## Goal
Recast the items as a Markdown table with the columns "Number" and "Entry", covering only the lines from the one holding "The locator SHOULD return, for each instance of the green field" through the end of the items, inclusive. Leave out any blank lines.

Entries drawn from a collection:
* * * * * * *

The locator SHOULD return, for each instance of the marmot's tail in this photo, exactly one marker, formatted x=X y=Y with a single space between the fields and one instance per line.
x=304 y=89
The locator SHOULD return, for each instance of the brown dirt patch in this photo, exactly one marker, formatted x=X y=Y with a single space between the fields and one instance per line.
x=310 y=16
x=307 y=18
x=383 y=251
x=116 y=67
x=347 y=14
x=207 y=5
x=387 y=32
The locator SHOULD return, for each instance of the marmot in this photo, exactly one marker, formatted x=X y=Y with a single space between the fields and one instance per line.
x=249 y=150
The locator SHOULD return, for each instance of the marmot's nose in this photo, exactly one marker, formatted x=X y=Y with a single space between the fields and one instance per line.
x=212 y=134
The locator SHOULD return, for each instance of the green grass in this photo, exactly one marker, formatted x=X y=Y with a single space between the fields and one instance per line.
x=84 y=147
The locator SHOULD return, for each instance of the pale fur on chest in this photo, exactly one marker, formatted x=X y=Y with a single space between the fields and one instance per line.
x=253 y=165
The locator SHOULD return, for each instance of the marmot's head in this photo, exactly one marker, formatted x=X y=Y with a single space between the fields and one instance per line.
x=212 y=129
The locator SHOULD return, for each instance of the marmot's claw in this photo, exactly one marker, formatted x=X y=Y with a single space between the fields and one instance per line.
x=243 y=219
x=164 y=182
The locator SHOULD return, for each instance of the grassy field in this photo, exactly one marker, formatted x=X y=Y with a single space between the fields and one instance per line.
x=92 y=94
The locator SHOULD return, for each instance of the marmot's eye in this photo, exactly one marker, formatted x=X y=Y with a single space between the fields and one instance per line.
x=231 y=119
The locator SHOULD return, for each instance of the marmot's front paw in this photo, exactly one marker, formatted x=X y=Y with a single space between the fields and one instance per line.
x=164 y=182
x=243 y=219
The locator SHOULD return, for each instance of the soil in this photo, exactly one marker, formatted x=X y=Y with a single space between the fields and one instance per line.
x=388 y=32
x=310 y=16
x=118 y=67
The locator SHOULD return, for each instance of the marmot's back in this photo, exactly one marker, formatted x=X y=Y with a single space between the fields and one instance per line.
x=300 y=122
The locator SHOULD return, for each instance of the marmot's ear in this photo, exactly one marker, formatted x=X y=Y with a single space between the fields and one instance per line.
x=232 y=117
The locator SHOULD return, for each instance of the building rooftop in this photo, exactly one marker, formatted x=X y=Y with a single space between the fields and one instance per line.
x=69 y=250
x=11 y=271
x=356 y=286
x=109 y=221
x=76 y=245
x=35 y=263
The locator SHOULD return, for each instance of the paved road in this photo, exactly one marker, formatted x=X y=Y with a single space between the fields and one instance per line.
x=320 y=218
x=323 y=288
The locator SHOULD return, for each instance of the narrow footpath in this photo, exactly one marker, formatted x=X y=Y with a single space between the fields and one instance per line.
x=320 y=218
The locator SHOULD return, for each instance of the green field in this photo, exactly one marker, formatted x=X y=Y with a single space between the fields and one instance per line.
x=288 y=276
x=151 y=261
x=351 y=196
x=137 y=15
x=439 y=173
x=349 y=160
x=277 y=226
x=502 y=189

* * * * * * *

## Result of this task
| Number | Entry |
|---|---|
| 1 | The locator SHOULD return, for each instance of the green field in this photo, exactly one marker, formatted x=X y=Y with a single space between the fields and one instance per line. |
| 2 | x=288 y=276 |
| 3 | x=151 y=261 |
| 4 | x=351 y=196 |
| 5 | x=137 y=15 |
| 6 | x=439 y=173 |
| 7 | x=349 y=160 |
| 8 | x=277 y=226 |
| 9 | x=502 y=189 |